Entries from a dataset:
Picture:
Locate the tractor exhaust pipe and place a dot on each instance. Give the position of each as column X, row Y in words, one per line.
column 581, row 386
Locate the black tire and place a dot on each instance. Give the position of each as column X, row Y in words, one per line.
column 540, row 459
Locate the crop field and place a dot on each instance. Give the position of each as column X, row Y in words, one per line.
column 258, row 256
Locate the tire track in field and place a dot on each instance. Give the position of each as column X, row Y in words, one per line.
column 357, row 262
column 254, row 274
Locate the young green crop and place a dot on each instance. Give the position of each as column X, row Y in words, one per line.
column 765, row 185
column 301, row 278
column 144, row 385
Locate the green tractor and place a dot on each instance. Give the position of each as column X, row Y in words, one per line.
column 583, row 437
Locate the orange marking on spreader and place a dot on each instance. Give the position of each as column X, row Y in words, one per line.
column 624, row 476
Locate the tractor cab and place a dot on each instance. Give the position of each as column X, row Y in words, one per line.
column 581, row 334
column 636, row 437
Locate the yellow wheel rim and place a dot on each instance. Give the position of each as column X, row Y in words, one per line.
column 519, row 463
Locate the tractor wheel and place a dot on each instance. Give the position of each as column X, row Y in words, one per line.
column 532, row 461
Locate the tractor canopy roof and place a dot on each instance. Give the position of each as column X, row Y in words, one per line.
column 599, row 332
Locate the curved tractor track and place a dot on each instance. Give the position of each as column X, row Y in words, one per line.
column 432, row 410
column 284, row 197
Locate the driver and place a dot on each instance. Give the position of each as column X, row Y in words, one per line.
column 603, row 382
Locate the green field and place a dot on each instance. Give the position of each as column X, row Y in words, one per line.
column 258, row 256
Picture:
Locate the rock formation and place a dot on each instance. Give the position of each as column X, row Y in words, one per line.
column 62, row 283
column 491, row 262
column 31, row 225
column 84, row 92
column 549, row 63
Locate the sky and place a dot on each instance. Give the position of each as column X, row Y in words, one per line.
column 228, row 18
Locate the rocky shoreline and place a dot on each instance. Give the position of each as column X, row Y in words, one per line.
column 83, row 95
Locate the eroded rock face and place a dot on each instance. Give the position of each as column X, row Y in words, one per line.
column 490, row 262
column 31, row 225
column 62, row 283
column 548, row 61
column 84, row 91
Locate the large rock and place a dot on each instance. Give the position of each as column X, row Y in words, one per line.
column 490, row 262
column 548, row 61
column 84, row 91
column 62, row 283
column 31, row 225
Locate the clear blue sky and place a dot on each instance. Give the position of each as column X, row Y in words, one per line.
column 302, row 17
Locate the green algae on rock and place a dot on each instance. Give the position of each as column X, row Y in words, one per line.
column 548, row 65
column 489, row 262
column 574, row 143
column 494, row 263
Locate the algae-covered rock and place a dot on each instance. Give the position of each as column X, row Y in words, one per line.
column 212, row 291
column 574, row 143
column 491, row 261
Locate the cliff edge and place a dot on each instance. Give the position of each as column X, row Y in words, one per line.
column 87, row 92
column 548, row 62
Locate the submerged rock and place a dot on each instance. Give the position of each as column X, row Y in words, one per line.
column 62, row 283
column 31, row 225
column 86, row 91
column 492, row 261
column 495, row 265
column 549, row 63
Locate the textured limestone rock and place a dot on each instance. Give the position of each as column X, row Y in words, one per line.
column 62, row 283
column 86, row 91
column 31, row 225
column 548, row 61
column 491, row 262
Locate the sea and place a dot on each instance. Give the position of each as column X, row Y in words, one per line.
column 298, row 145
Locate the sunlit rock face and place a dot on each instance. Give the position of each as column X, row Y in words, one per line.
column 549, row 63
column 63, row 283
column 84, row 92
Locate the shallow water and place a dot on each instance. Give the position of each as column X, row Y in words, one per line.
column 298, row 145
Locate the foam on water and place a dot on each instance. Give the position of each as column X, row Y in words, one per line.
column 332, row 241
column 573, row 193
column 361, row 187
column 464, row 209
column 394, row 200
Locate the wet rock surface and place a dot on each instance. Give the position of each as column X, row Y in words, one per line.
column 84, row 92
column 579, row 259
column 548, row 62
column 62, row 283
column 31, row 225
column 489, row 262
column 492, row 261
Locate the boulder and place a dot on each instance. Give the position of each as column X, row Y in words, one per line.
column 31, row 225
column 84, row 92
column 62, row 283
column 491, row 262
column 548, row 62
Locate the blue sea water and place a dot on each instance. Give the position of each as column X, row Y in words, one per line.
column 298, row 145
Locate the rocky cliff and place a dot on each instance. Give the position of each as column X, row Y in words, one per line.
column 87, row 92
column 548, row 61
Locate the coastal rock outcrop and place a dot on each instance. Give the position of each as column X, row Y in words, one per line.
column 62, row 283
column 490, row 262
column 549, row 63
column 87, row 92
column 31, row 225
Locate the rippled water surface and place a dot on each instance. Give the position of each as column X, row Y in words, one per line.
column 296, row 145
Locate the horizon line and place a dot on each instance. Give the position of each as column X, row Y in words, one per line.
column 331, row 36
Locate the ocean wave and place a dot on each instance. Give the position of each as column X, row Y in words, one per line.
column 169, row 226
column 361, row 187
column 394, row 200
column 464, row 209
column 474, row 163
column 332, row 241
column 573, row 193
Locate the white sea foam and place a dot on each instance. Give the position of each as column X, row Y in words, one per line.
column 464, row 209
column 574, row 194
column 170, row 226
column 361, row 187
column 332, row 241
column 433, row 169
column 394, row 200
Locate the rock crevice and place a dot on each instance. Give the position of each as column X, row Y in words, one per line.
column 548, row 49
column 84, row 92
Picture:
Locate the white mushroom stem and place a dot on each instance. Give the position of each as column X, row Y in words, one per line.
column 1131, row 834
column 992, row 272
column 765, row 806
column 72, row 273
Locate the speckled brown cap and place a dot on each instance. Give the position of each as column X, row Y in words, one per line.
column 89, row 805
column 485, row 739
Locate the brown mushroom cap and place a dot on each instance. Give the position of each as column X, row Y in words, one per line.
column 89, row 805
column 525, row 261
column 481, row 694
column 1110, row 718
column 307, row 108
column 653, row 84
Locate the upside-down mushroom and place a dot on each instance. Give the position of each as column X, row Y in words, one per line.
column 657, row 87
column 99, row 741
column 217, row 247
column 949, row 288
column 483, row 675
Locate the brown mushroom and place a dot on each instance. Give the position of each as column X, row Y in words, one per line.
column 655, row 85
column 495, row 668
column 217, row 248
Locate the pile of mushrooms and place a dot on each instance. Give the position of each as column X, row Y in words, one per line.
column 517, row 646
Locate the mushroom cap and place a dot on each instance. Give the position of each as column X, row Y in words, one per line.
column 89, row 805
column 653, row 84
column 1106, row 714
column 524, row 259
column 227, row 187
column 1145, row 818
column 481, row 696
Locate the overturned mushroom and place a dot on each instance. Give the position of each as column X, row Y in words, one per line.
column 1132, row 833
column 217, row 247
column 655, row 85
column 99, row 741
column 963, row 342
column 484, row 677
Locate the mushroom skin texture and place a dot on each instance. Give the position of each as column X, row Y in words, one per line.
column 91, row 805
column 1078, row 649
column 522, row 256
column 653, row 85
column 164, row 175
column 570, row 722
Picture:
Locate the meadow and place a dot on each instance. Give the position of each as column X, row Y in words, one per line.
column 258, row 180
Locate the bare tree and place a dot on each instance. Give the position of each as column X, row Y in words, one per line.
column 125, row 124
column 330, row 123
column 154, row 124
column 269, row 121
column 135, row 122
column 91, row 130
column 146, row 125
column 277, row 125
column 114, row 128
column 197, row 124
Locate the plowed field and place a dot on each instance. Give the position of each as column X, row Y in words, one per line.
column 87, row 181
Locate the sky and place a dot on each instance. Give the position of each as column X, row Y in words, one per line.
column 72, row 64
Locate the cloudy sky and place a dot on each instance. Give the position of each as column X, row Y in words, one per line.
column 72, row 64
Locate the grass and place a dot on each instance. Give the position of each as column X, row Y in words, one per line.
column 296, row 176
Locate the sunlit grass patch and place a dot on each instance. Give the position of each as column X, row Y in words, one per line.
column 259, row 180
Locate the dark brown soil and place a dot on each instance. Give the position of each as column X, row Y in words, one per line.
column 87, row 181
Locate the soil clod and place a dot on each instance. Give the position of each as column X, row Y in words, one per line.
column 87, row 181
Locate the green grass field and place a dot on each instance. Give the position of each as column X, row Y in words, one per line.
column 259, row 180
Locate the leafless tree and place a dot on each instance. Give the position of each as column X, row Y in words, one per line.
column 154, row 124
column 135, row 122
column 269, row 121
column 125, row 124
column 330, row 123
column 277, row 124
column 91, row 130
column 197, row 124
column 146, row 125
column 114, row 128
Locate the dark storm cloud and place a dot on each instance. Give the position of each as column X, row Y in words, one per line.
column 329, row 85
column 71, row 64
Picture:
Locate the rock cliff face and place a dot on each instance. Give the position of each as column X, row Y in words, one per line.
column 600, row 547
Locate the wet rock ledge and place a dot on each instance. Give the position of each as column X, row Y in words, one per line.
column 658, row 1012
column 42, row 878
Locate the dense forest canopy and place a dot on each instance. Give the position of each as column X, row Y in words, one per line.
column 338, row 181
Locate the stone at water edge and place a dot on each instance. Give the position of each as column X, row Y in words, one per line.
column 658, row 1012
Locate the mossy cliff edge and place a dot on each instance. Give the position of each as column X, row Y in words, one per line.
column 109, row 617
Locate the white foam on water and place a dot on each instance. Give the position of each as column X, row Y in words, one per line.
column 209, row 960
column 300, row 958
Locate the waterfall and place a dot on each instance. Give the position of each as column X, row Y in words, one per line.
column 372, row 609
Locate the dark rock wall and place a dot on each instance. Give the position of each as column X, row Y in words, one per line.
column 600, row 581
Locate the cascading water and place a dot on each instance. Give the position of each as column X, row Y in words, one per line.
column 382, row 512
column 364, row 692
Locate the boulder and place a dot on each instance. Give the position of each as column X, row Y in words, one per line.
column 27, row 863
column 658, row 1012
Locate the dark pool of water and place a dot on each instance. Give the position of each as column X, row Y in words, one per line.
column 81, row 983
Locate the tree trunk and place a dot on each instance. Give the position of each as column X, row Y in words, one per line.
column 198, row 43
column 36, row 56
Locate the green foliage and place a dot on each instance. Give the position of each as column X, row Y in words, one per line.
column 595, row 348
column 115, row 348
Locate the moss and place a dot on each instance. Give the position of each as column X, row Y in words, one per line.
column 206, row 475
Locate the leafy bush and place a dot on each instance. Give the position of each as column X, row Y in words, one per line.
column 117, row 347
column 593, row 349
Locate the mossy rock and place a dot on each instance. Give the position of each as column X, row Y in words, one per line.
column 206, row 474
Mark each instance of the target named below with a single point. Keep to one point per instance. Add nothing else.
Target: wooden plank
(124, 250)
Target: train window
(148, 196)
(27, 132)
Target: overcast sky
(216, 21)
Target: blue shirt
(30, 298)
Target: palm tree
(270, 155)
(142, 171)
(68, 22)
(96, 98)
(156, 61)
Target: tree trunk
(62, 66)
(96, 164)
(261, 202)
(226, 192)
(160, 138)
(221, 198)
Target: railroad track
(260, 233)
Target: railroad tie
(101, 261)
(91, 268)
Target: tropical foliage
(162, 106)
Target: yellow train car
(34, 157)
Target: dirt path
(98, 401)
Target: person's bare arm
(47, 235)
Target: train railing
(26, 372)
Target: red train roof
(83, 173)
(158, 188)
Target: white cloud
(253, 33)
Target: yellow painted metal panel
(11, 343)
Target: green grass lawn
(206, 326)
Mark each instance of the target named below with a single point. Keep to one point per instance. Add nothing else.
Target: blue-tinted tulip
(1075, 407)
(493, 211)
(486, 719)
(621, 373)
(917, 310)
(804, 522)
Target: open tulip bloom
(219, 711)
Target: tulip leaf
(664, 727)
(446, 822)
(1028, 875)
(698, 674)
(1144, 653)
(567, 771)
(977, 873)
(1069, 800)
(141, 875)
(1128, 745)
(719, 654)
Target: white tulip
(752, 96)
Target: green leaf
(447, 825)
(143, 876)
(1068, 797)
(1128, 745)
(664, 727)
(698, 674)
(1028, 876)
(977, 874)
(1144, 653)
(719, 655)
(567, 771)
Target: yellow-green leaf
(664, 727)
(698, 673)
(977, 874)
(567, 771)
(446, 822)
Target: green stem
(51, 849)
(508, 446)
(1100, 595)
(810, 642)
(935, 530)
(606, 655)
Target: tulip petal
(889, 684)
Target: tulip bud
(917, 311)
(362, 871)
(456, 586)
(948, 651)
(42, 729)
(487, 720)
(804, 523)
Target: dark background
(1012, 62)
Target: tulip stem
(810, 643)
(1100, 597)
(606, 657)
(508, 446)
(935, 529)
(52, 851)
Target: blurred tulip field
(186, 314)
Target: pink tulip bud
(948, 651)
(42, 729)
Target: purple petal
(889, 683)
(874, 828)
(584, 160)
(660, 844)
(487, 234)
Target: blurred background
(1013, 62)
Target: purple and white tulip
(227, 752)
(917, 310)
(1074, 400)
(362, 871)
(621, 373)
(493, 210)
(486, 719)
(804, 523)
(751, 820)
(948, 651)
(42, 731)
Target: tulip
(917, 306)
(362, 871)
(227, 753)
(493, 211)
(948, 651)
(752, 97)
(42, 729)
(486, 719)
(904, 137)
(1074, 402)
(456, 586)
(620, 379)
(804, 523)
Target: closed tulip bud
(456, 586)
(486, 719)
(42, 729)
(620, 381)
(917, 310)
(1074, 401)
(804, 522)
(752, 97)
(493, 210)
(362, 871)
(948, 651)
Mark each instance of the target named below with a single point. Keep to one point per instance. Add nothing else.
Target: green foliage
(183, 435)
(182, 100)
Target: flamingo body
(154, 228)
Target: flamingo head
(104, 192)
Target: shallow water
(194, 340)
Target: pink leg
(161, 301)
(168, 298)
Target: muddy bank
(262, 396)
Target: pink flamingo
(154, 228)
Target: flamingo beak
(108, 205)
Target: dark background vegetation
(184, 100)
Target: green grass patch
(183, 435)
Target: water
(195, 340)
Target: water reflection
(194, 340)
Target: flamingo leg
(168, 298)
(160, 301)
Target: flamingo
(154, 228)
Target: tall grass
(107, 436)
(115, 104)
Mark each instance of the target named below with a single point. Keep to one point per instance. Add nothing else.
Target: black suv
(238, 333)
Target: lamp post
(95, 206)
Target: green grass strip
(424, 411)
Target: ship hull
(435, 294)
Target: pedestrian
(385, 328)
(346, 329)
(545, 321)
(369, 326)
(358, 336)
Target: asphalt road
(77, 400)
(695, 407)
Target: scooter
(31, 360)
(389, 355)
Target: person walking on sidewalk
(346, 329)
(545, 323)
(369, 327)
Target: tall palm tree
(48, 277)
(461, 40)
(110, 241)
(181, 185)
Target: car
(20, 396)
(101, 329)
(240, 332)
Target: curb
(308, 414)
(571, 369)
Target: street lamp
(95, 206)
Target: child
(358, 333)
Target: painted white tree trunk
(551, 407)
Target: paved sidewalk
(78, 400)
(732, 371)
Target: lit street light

STATED EXERCISE
Lay out the lines of the entries from the line containing "Locate the green tractor" to the line containing "column 599, row 332", both included, as a JSON list of strings with one string per line and any blank lines omitted.

RESPONSE TO THE TASK
[
  "Locate the green tractor and place a dot on each instance. Give the position of each as column X, row Y in words, one per line.",
  "column 583, row 437",
  "Locate the orange marking on spreader and place a dot on each instance. Give the position of each as column X, row Y in words, one per line.",
  "column 624, row 476",
  "Locate the tractor cab and place a dot on each instance. Give the position of each as column X, row Y in words, one per line.",
  "column 581, row 334",
  "column 636, row 437",
  "Locate the yellow wheel rim and place a dot on each instance. Give the position of each as column X, row Y in words, one per line.",
  "column 519, row 463",
  "Locate the tractor wheel and place a dot on each instance. Give the position of each as column X, row Y in words, one per line.",
  "column 532, row 461",
  "Locate the tractor canopy roof and place a dot on each instance. Give the position of each as column X, row Y in words, one per line.",
  "column 599, row 332"
]